== WORK INSTRUCTIONS ==
Copy out every row below word for word, with nothing changed. Leave out the pictures.

== DATA FOR THE TASK ==
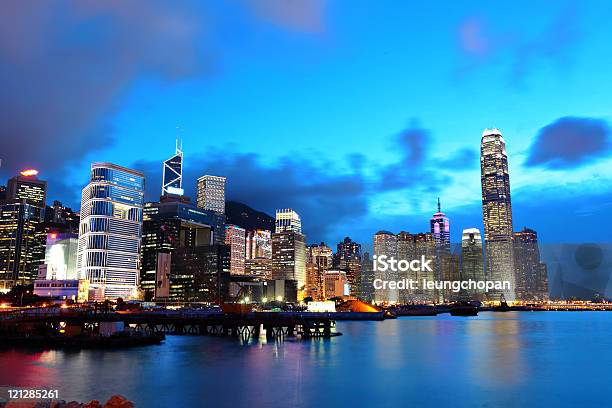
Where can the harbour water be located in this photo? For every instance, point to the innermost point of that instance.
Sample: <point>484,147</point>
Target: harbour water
<point>513,359</point>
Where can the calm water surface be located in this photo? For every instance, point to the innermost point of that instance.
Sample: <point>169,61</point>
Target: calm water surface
<point>496,359</point>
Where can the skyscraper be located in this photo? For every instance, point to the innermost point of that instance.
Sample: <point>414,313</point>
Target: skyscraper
<point>258,244</point>
<point>235,238</point>
<point>172,175</point>
<point>211,193</point>
<point>110,230</point>
<point>348,259</point>
<point>26,186</point>
<point>288,220</point>
<point>497,210</point>
<point>173,237</point>
<point>289,257</point>
<point>385,243</point>
<point>531,273</point>
<point>22,234</point>
<point>319,260</point>
<point>22,243</point>
<point>472,259</point>
<point>440,229</point>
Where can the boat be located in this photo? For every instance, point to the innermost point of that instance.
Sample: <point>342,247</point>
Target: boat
<point>463,309</point>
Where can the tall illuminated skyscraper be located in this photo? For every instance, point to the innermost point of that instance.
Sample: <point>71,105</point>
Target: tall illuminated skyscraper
<point>288,220</point>
<point>440,228</point>
<point>110,230</point>
<point>26,186</point>
<point>531,273</point>
<point>472,259</point>
<point>172,175</point>
<point>22,236</point>
<point>497,210</point>
<point>211,193</point>
<point>385,243</point>
<point>235,238</point>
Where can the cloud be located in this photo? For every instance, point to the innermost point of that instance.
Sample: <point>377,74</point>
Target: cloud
<point>297,15</point>
<point>484,43</point>
<point>64,66</point>
<point>415,167</point>
<point>570,142</point>
<point>319,193</point>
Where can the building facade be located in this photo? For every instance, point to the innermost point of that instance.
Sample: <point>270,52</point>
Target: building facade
<point>289,258</point>
<point>167,227</point>
<point>288,220</point>
<point>497,212</point>
<point>348,259</point>
<point>531,274</point>
<point>110,230</point>
<point>385,243</point>
<point>172,173</point>
<point>472,260</point>
<point>235,238</point>
<point>211,193</point>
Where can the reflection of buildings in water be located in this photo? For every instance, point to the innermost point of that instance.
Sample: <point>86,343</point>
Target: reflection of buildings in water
<point>494,350</point>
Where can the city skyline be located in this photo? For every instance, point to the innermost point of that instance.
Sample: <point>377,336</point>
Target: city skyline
<point>400,112</point>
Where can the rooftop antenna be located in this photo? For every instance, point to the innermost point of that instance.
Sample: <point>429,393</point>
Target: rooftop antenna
<point>179,140</point>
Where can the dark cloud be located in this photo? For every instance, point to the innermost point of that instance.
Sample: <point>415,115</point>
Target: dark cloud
<point>319,193</point>
<point>65,64</point>
<point>570,142</point>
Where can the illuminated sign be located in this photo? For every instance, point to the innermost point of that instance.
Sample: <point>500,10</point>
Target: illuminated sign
<point>29,173</point>
<point>174,190</point>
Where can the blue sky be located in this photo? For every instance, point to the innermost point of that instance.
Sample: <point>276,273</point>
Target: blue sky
<point>358,114</point>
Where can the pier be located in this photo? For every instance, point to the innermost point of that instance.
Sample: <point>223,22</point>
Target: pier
<point>250,325</point>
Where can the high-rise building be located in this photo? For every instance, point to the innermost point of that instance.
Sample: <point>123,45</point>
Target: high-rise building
<point>440,229</point>
<point>235,238</point>
<point>406,250</point>
<point>348,259</point>
<point>174,230</point>
<point>110,231</point>
<point>288,220</point>
<point>289,258</point>
<point>172,174</point>
<point>366,285</point>
<point>497,211</point>
<point>531,273</point>
<point>318,261</point>
<point>22,233</point>
<point>22,243</point>
<point>385,243</point>
<point>60,256</point>
<point>258,244</point>
<point>26,186</point>
<point>336,284</point>
<point>472,260</point>
<point>211,193</point>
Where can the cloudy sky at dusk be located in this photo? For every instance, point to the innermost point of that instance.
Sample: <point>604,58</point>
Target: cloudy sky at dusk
<point>355,114</point>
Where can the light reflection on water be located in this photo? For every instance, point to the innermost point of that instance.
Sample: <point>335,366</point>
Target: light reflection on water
<point>495,359</point>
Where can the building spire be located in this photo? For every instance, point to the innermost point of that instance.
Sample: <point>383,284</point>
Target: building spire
<point>179,140</point>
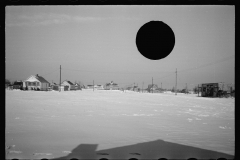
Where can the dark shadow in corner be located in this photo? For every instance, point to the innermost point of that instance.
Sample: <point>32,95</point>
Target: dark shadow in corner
<point>147,150</point>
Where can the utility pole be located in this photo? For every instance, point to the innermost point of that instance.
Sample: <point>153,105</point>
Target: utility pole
<point>186,88</point>
<point>198,90</point>
<point>176,83</point>
<point>152,84</point>
<point>60,80</point>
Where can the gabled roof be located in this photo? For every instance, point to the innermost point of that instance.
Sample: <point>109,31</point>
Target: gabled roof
<point>68,82</point>
<point>41,79</point>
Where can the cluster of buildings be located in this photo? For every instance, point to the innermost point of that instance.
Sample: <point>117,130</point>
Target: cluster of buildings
<point>36,82</point>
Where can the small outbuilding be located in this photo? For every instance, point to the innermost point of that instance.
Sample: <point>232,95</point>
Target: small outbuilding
<point>209,89</point>
<point>35,82</point>
<point>111,86</point>
<point>69,85</point>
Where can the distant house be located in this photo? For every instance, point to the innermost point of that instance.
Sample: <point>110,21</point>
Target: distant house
<point>152,87</point>
<point>17,85</point>
<point>70,85</point>
<point>111,86</point>
<point>54,86</point>
<point>77,86</point>
<point>90,86</point>
<point>98,87</point>
<point>36,82</point>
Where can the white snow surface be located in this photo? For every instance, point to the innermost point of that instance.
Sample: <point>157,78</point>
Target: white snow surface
<point>42,124</point>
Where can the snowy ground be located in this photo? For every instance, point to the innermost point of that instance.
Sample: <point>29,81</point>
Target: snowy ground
<point>50,124</point>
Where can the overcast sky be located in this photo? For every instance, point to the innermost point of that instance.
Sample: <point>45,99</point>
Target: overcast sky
<point>98,43</point>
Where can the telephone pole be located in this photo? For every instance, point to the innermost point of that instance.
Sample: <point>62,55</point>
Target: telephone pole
<point>176,83</point>
<point>152,84</point>
<point>60,80</point>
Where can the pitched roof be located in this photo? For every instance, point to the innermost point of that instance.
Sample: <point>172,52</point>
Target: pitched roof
<point>70,83</point>
<point>41,79</point>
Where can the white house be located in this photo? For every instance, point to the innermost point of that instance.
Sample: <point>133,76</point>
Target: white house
<point>70,85</point>
<point>36,81</point>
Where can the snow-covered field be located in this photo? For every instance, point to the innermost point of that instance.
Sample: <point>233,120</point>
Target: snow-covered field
<point>51,124</point>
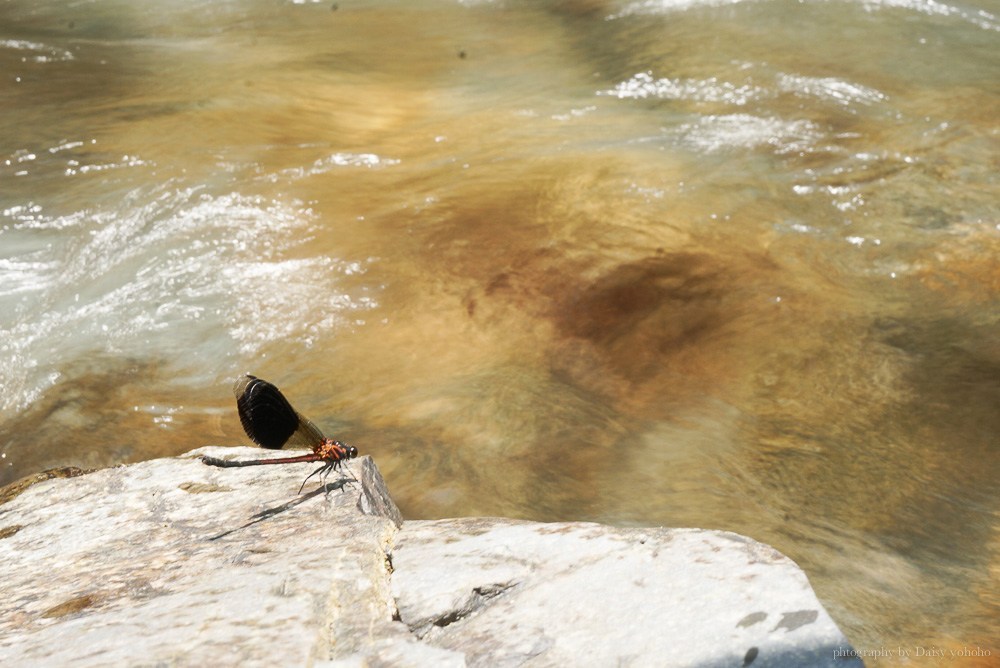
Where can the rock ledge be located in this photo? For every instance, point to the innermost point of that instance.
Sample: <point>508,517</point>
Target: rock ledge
<point>170,562</point>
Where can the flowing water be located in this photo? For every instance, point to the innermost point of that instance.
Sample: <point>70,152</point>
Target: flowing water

== WRITTEN REPLY ==
Where can the harbour water be located in this photo? For every instance, point to the innermost point of that instance.
Sample: <point>484,147</point>
Target: harbour water
<point>513,359</point>
Where can the calm water surface be located in this photo? For every instance, point to the innermost point of that instance.
Sample: <point>169,61</point>
Target: calm water surface
<point>496,359</point>
Where can the skyscraper be located in this photo? For every instance, point to the innermost point of that instance.
Sample: <point>414,313</point>
Target: skyscraper
<point>258,244</point>
<point>235,238</point>
<point>172,175</point>
<point>211,193</point>
<point>110,230</point>
<point>348,259</point>
<point>26,186</point>
<point>288,220</point>
<point>497,210</point>
<point>173,237</point>
<point>289,257</point>
<point>385,243</point>
<point>531,273</point>
<point>22,234</point>
<point>319,260</point>
<point>22,243</point>
<point>472,259</point>
<point>440,229</point>
Where can the boat be located in this photo? For every instance, point to the innermost point of that instance.
Sample: <point>342,247</point>
Target: boat
<point>463,309</point>
Where can the tall illuminated skyscraper be located in this photo? For every instance, point to the innermost point of that instance.
Sample: <point>71,105</point>
Target: tall illuminated skyscraper
<point>288,220</point>
<point>440,228</point>
<point>110,230</point>
<point>26,186</point>
<point>531,273</point>
<point>472,259</point>
<point>172,175</point>
<point>22,236</point>
<point>497,210</point>
<point>211,193</point>
<point>385,243</point>
<point>235,238</point>
Where can the cloud be located in this photo? For every instance, point to the innermost point of that instance.
Sample: <point>377,74</point>
Target: cloud
<point>297,15</point>
<point>484,43</point>
<point>64,66</point>
<point>415,167</point>
<point>570,142</point>
<point>319,193</point>
Where can the building facade be located in this photo? For every instance, point to the innermost point of that instance.
Sample: <point>270,52</point>
Target: building facade
<point>289,258</point>
<point>167,227</point>
<point>288,220</point>
<point>497,212</point>
<point>348,259</point>
<point>531,274</point>
<point>110,230</point>
<point>385,243</point>
<point>172,173</point>
<point>472,260</point>
<point>235,238</point>
<point>211,193</point>
Where can the reflection of buildings in water be located in this photo? For every instance, point to the innermost point of that instance.
Sample: <point>86,343</point>
Target: reflection of buildings in water
<point>494,350</point>
Where can the city skyline be located in this photo? For every instance, point to the innermost point of that instance.
Sample: <point>377,336</point>
Target: city skyline
<point>400,112</point>
Where can the rooftop antenna be located in this photo? For every instance, point to the innermost point of that instance.
Sample: <point>429,393</point>
Target: rooftop antenna
<point>179,140</point>
Where can the dark cloud be located in this photo? For every instance, point to the innermost point of that instance.
Sample: <point>415,115</point>
Target: dark cloud
<point>319,193</point>
<point>65,64</point>
<point>570,142</point>
Where can the illuminated sign be located in this photo? For every instance, point to the innermost point of that instance.
Sample: <point>500,10</point>
Target: illuminated sign
<point>29,173</point>
<point>174,190</point>
Where can the blue sky be located in this photo? For every instance, point to the innermost point of that instance.
Sample: <point>276,273</point>
Target: blue sky
<point>358,114</point>
Where can the pier be located in this photo? For every instance, point to the innermost point of that instance.
Sample: <point>223,22</point>
Target: pier
<point>250,325</point>
Where can the high-rise building be located in this photo? For every instance, point to the innermost point of that instance.
Sample: <point>123,45</point>
Target: high-rise building
<point>440,229</point>
<point>235,238</point>
<point>406,250</point>
<point>348,259</point>
<point>174,230</point>
<point>110,231</point>
<point>288,220</point>
<point>289,258</point>
<point>172,174</point>
<point>366,285</point>
<point>497,211</point>
<point>531,273</point>
<point>318,261</point>
<point>22,233</point>
<point>22,243</point>
<point>385,243</point>
<point>60,256</point>
<point>258,244</point>
<point>26,186</point>
<point>336,284</point>
<point>472,260</point>
<point>211,193</point>
Where can the cloudy sky at dusk be located in this photo? For every instance, point to the innermost point of that instance.
Sample: <point>604,58</point>
Target: cloudy sky at dusk
<point>355,114</point>
Where can the light reflection on water be located in this photo? For every instance, point to the innermost point of that instance.
Sample: <point>335,366</point>
Target: light reflection on water
<point>495,359</point>
Where can the building spire be located in this photo? For every instance, point to the innermost point of that instance.
Sample: <point>383,284</point>
Target: building spire
<point>179,140</point>
Where can the dark shadow in corner be located in this photo? For every instance, point to the innermost point of that instance.
Sample: <point>32,95</point>
Target: dark shadow in corner
<point>147,150</point>
Where can the utility pole be located in this photo? For every instance, point to the innermost point of that instance.
Sample: <point>153,105</point>
Target: utility pole
<point>186,88</point>
<point>198,90</point>
<point>176,83</point>
<point>152,84</point>
<point>60,80</point>
Where can the gabled roof be located in this photo? For every instance, point to the innermost point of that instance.
Sample: <point>109,31</point>
Target: gabled roof
<point>68,82</point>
<point>41,79</point>
Where can the cluster of buildings be located in this photo? For every instance, point to the innermost point of that instance.
Sample: <point>117,130</point>
Target: cluster of buildings
<point>36,82</point>
Where can the small outbuilding be located in this photo? For every instance, point to the innermost point of that instance.
Sample: <point>232,95</point>
Target: small outbuilding
<point>209,89</point>
<point>35,82</point>
<point>111,86</point>
<point>69,85</point>
Where can the distant house be located in this photo? For every instance, point to the innermost point of that instance.
Sample: <point>110,21</point>
Target: distant house
<point>152,87</point>
<point>17,85</point>
<point>70,85</point>
<point>111,86</point>
<point>54,86</point>
<point>77,86</point>
<point>90,86</point>
<point>98,87</point>
<point>36,82</point>
Where can the white snow surface be located in this photo? For every instance, point to the innermost point of that instance.
Sample: <point>157,78</point>
Target: white snow surface
<point>42,124</point>
Where can the snowy ground be located in this photo? For every instance, point to the innermost point of that instance.
Sample: <point>29,81</point>
Target: snowy ground
<point>50,124</point>
Where can the overcast sky be located in this photo? For every instance, point to the innermost point of that instance.
Sample: <point>45,99</point>
Target: overcast sky
<point>98,43</point>
Where can the telephone pole be located in this photo? For every instance, point to the innermost point of that instance.
Sample: <point>62,55</point>
Target: telephone pole
<point>176,83</point>
<point>152,84</point>
<point>60,80</point>
Where can the pitched roof be located in this photo? For every instance, point to the innermost point of that instance.
Sample: <point>172,52</point>
Target: pitched roof
<point>70,83</point>
<point>41,79</point>
Where can the white house be located in this photo? For every instance, point to the innermost point of that instance.
Sample: <point>133,76</point>
Target: white house
<point>70,85</point>
<point>36,81</point>
Where can the snow-covered field be located in this photo? For every instance, point to the innermost point of that instance.
Sample: <point>233,120</point>
Target: snow-covered field
<point>51,124</point>
Where can the rock ledge be located in this photo? For every instance, point to the innermost point of that instance.
Sample: <point>508,517</point>
Target: rock ledge
<point>170,562</point>
Where can the flowing water be located in this photo? For every instance, point to the innermost point of that instance.
Sample: <point>70,152</point>
Target: flowing water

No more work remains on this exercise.